REQUIRED WORK >> Rewrite the listing below with "background clicks" substituted for each occurrence of "negative clicks", leaving every other part unchanged.

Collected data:
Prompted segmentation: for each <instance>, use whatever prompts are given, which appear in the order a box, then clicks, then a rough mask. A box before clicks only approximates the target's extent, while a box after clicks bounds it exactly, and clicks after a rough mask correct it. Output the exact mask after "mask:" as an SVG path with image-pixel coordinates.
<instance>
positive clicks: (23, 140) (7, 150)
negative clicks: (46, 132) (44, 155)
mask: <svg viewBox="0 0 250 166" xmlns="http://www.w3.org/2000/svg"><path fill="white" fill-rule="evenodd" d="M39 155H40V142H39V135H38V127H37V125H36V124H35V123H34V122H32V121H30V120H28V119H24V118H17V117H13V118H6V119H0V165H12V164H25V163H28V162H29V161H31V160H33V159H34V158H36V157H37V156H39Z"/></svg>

RESULT >>
Prompted segmentation: for each <instance>, use whatever prompts are given, which appear in the order a box, then clicks, then a rough mask. A box before clicks only approximates the target's extent, while a box after clicks bounds it exactly, and clicks after a rough mask correct it. Output the exact mask after "mask:" as an SVG path with image-pixel coordinates.
<instance>
positive clicks: (23, 140) (7, 150)
background clicks: (46, 132) (44, 155)
mask: <svg viewBox="0 0 250 166" xmlns="http://www.w3.org/2000/svg"><path fill="white" fill-rule="evenodd" d="M39 155H40V142H39V135H38V127H37V125H36V124H35V123H34V122H32V121H30V120H28V119H24V118H17V117H13V118H6V119H0V165H12V164H25V163H28V162H29V161H31V160H33V159H34V158H36V157H37V156H39Z"/></svg>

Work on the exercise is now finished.